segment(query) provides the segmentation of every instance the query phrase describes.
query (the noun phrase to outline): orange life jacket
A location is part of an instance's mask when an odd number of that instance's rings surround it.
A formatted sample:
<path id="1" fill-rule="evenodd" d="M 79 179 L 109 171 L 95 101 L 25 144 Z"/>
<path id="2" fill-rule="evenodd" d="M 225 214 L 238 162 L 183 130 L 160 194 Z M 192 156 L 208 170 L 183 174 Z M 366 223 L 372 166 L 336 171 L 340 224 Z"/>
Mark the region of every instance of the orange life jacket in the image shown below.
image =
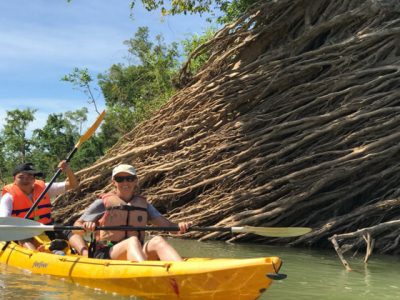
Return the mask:
<path id="1" fill-rule="evenodd" d="M 114 193 L 103 194 L 105 213 L 99 220 L 100 226 L 146 226 L 148 221 L 146 198 L 136 195 L 125 202 Z M 120 242 L 128 237 L 137 236 L 144 242 L 144 232 L 122 230 L 100 230 L 99 241 Z"/>
<path id="2" fill-rule="evenodd" d="M 13 217 L 24 218 L 26 213 L 32 207 L 34 201 L 39 198 L 40 194 L 46 188 L 44 181 L 35 180 L 33 184 L 33 192 L 31 200 L 16 184 L 11 183 L 3 187 L 2 195 L 10 193 L 13 198 Z M 30 214 L 29 219 L 33 219 L 42 224 L 51 224 L 51 202 L 50 196 L 46 193 L 39 205 Z"/>

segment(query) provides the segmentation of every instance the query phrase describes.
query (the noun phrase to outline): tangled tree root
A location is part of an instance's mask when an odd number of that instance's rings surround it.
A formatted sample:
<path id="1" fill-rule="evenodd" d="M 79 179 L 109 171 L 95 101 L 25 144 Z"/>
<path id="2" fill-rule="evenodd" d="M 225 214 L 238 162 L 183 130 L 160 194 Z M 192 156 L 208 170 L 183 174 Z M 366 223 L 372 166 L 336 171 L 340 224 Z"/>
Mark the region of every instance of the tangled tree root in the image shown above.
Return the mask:
<path id="1" fill-rule="evenodd" d="M 183 69 L 186 87 L 152 119 L 78 172 L 55 217 L 72 222 L 131 163 L 172 220 L 314 228 L 192 238 L 330 247 L 334 234 L 399 219 L 399 6 L 261 1 L 193 54 L 211 57 L 196 75 Z M 379 230 L 374 251 L 397 253 L 397 231 Z"/>

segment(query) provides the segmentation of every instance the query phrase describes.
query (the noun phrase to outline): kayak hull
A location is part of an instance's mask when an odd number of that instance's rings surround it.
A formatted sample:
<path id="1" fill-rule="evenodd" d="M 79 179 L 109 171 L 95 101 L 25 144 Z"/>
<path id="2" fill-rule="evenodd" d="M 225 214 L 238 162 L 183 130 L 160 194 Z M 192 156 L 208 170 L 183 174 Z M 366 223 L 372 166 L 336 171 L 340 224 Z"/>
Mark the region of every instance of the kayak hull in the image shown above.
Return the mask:
<path id="1" fill-rule="evenodd" d="M 272 282 L 266 275 L 277 274 L 282 264 L 278 257 L 102 260 L 32 251 L 13 242 L 1 251 L 0 263 L 141 299 L 256 299 Z"/>

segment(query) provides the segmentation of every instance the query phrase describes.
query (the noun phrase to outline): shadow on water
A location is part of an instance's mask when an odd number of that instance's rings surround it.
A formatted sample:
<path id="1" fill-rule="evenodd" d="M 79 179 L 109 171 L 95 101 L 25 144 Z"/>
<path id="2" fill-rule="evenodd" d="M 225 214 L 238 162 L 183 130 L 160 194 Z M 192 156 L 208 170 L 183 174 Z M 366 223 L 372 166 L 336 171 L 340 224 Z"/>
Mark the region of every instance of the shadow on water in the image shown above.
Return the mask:
<path id="1" fill-rule="evenodd" d="M 372 255 L 368 264 L 364 264 L 362 258 L 348 259 L 353 271 L 347 272 L 334 251 L 179 239 L 169 241 L 186 257 L 279 256 L 284 262 L 280 272 L 287 274 L 288 278 L 274 282 L 260 299 L 400 299 L 400 260 L 397 257 Z M 106 294 L 57 278 L 0 266 L 0 299 L 16 298 L 18 300 L 135 299 Z"/>

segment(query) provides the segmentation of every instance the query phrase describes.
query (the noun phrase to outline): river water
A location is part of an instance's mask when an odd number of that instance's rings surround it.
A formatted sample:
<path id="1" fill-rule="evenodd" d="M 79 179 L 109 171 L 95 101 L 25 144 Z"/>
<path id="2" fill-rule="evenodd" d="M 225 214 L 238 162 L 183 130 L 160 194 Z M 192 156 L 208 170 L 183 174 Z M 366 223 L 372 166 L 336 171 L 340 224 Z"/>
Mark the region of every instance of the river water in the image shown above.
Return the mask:
<path id="1" fill-rule="evenodd" d="M 276 281 L 261 299 L 279 300 L 383 300 L 400 299 L 400 258 L 372 255 L 368 264 L 362 257 L 346 259 L 353 271 L 344 269 L 335 251 L 315 251 L 254 244 L 227 244 L 169 240 L 183 256 L 260 257 L 279 256 L 281 273 L 288 277 Z M 134 299 L 105 294 L 56 278 L 32 275 L 22 270 L 0 266 L 0 299 L 110 300 Z"/>

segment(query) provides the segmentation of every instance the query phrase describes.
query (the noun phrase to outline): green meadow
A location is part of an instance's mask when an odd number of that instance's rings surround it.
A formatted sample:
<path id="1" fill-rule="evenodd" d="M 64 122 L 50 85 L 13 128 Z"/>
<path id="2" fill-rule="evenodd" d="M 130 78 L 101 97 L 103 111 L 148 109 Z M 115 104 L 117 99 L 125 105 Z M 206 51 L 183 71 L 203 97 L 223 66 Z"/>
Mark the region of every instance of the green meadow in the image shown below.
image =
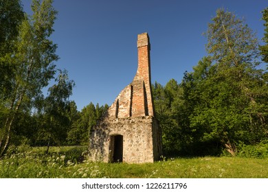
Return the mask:
<path id="1" fill-rule="evenodd" d="M 174 157 L 154 163 L 93 163 L 86 147 L 19 149 L 0 160 L 1 178 L 267 178 L 268 160 Z"/>

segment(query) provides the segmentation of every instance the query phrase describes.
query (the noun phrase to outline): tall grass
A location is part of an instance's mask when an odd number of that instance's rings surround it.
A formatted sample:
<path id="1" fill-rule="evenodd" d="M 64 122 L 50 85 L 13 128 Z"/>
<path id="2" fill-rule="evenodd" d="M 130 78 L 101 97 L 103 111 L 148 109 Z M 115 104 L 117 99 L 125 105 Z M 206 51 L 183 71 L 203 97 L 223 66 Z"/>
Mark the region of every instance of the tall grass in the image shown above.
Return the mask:
<path id="1" fill-rule="evenodd" d="M 30 150 L 29 150 L 30 149 Z M 0 160 L 0 178 L 268 178 L 267 159 L 202 157 L 154 163 L 92 163 L 86 147 L 29 148 Z"/>

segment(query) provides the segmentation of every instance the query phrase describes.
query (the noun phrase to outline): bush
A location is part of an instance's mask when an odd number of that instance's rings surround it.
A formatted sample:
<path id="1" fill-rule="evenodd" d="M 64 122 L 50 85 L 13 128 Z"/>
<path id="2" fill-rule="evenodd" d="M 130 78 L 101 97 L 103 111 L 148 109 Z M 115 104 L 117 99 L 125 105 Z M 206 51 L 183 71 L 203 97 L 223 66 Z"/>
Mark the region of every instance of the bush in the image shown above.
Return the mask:
<path id="1" fill-rule="evenodd" d="M 260 143 L 254 145 L 241 144 L 238 146 L 238 156 L 247 158 L 268 158 L 268 143 Z"/>
<path id="2" fill-rule="evenodd" d="M 86 158 L 87 154 L 87 147 L 74 147 L 67 151 L 60 152 L 60 154 L 65 156 L 65 163 L 71 161 L 74 163 L 82 163 Z"/>

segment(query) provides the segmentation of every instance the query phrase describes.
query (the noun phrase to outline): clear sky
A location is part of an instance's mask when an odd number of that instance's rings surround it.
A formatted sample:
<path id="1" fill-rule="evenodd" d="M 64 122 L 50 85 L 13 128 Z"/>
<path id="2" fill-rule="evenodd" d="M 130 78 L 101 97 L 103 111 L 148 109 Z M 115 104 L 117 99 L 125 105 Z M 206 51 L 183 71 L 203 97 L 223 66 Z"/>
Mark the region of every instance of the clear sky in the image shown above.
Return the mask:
········
→ SHORT TASK:
Gather every line in the records above that contains the string "water", and reproduce each one in full.

→ ANSWER FOR THE TASK:
query (the noun phrase to outline): shadow on water
Mark the region of every instance of the shadow on water in the image shown above.
query (the noun phrase to outline): river water
Mark the region of every instance of the river water in the image shown above.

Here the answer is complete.